* Requirement *
Below is a block of entries; repeat exactly the lines starting at the line that contains "Target: the night sky" and ending at the line that contains "[indicate] the glowing", both included.
□ □ □ □
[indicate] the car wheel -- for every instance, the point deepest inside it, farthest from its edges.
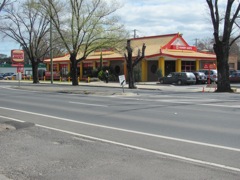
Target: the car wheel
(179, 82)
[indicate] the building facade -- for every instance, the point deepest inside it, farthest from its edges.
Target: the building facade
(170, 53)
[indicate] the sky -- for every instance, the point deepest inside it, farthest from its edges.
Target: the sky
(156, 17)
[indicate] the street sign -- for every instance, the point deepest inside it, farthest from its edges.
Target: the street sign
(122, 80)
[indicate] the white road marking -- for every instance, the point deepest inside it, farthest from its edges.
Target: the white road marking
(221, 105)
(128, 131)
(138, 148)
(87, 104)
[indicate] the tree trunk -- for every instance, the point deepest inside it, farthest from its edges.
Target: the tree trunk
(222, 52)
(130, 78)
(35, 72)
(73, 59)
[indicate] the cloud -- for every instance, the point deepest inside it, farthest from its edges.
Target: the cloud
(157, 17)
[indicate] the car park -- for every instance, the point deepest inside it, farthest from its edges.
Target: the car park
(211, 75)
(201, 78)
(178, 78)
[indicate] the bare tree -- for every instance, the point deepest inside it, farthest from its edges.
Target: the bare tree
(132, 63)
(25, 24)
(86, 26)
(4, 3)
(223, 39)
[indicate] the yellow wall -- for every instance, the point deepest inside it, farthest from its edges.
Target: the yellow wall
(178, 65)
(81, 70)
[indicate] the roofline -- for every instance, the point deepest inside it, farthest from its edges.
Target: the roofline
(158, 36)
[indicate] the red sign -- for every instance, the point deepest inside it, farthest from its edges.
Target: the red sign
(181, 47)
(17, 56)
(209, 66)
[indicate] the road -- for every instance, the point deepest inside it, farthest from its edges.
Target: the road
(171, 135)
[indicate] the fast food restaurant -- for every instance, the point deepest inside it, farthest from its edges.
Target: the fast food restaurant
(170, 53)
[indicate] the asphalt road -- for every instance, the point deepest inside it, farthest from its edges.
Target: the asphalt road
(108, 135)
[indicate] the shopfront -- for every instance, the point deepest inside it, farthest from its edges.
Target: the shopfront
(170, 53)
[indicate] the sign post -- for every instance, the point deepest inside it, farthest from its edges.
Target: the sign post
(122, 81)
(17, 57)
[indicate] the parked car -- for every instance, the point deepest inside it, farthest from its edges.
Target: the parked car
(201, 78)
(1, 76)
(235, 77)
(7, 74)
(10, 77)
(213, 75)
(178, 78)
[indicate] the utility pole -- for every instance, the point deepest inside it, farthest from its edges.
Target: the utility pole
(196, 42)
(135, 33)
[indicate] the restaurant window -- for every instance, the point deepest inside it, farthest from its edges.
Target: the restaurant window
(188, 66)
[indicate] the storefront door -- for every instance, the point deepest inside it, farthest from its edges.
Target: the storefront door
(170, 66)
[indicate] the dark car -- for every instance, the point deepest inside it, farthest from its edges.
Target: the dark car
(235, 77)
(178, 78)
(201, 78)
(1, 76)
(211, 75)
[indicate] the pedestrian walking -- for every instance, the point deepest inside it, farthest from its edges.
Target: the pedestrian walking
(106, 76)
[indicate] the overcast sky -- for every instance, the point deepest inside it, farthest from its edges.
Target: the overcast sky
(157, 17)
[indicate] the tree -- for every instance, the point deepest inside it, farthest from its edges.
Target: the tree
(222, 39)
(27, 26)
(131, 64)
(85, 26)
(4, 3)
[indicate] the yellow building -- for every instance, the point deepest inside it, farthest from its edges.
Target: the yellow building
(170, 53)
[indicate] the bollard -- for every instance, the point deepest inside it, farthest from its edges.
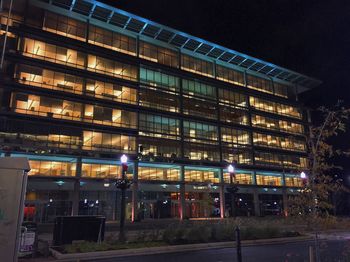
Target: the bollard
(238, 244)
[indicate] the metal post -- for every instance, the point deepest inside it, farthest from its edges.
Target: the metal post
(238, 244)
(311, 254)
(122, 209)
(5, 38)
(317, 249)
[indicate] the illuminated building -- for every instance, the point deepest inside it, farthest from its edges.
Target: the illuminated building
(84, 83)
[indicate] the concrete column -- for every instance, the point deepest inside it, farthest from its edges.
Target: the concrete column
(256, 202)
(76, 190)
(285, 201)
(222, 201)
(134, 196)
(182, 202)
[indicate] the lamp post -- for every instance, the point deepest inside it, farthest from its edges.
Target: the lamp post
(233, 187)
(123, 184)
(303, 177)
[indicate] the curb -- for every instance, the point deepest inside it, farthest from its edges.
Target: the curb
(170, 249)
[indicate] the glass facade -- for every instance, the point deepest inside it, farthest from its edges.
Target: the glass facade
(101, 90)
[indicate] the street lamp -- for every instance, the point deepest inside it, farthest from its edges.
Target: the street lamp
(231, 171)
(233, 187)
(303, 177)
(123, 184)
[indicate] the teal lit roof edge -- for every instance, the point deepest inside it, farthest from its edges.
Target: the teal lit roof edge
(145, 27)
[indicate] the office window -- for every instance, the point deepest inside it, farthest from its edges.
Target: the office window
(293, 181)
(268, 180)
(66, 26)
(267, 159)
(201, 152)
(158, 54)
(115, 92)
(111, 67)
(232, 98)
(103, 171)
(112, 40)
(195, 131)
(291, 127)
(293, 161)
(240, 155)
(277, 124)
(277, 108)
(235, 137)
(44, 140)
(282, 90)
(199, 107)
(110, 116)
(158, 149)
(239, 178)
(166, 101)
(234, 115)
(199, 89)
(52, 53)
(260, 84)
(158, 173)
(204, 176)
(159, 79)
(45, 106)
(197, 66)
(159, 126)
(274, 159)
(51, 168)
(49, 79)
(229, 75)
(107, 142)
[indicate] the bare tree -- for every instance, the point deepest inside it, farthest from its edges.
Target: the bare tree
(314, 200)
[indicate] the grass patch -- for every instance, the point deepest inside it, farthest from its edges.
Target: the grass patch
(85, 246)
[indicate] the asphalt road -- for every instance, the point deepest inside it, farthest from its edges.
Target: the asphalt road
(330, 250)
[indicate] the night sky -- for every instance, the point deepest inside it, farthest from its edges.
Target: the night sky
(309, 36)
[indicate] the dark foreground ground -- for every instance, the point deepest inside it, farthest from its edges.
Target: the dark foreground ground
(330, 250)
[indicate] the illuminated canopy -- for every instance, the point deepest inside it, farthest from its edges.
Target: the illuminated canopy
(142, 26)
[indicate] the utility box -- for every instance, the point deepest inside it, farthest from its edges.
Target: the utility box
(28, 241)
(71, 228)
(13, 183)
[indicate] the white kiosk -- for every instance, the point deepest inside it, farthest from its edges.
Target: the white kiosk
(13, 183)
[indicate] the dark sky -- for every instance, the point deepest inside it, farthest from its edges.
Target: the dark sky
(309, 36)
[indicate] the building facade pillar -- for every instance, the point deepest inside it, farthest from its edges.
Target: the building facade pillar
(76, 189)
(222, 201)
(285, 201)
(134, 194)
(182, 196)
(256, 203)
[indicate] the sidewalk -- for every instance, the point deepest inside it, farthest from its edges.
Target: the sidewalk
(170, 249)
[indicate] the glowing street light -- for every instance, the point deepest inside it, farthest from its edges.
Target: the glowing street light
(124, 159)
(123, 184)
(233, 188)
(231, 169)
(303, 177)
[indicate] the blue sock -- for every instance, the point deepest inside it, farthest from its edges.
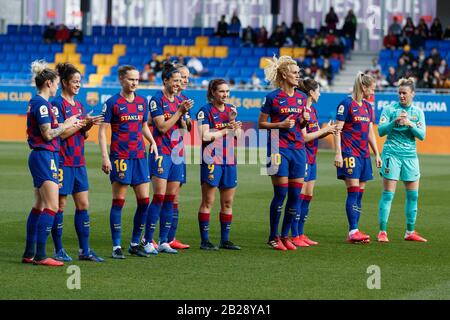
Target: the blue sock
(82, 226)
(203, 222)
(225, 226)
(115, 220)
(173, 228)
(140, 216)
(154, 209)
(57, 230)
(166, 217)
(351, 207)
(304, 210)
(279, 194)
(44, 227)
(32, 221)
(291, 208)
□ □ □ □
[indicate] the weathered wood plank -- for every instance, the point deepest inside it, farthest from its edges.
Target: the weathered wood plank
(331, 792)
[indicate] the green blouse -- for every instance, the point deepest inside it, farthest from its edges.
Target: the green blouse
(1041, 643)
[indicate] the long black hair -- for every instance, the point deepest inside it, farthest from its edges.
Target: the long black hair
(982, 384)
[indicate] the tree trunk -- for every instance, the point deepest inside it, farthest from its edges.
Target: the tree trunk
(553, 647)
□ □ □ □
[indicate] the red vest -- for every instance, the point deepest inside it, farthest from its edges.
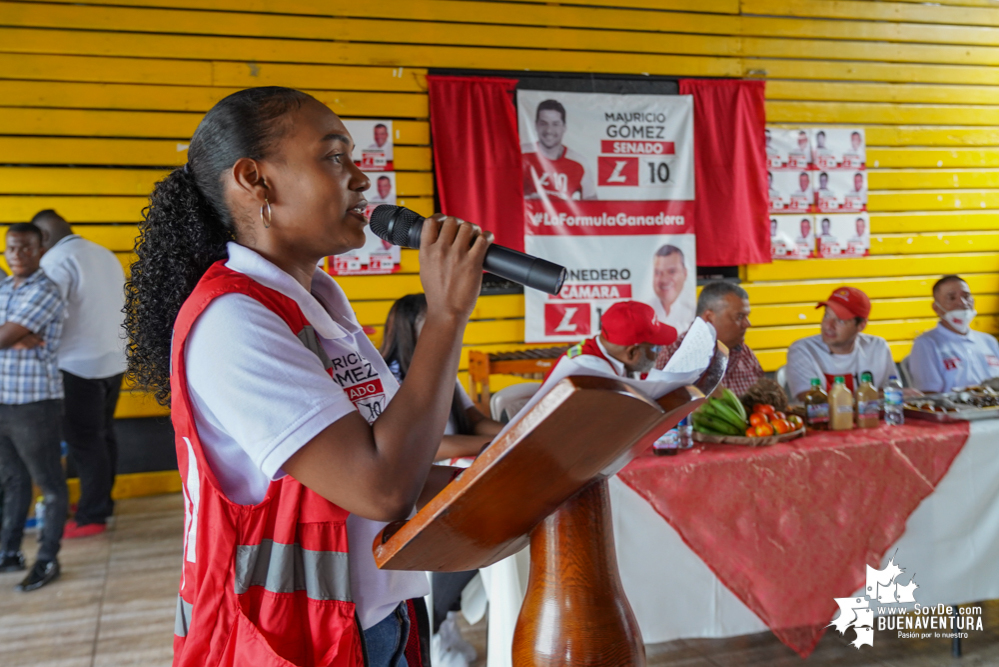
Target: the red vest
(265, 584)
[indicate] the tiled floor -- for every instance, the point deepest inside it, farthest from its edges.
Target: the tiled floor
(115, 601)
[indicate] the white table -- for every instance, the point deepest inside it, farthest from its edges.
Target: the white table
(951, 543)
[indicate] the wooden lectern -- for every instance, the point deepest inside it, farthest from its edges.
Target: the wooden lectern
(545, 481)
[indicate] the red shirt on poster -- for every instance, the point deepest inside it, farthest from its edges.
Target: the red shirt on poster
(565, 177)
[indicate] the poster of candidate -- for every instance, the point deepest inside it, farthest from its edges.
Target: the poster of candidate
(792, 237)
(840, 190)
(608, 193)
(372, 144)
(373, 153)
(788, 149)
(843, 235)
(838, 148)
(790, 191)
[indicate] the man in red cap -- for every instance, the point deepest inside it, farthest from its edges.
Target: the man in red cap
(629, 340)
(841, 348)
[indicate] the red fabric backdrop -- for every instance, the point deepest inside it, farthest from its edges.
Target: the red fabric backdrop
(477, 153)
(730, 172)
□ □ □ □
* Answer below *
Target: the night sky
(309, 36)
[indicate] the dark foreground ground -- for every instance, the point deepest inside it, farthest from its edges.
Target: the dark foreground ground
(330, 250)
[indicate] the illuminated canopy -- for every instance, the point deepest inside it, farthest from its edges.
Target: the illuminated canopy
(142, 26)
[indicate] the utility box -- for every instance, the point deepest inside it, farthest from its edges.
Target: the utility box
(28, 241)
(71, 228)
(13, 183)
[indicate] the white kiosk -- for every instance, the point deepest inside it, farthest from its edges.
Target: the white kiosk
(13, 183)
[indicate] the dark sky -- for every instance, the point deepest inside it, farthest from its edges.
Target: the dark sky
(309, 36)
[indicate] the building facade pillar -- for every instance, the point deepest inside it, farthest from its edges.
Target: the building facade pillar
(76, 189)
(222, 201)
(285, 201)
(134, 194)
(182, 196)
(256, 203)
[indicate] the sidewalk -- for every instance, the point deepest inside it, farthest from its edges.
Target: the sidewalk
(170, 249)
[indicate] the glowing street light -- for every instance, the point deepest inside it, farthest from its edges.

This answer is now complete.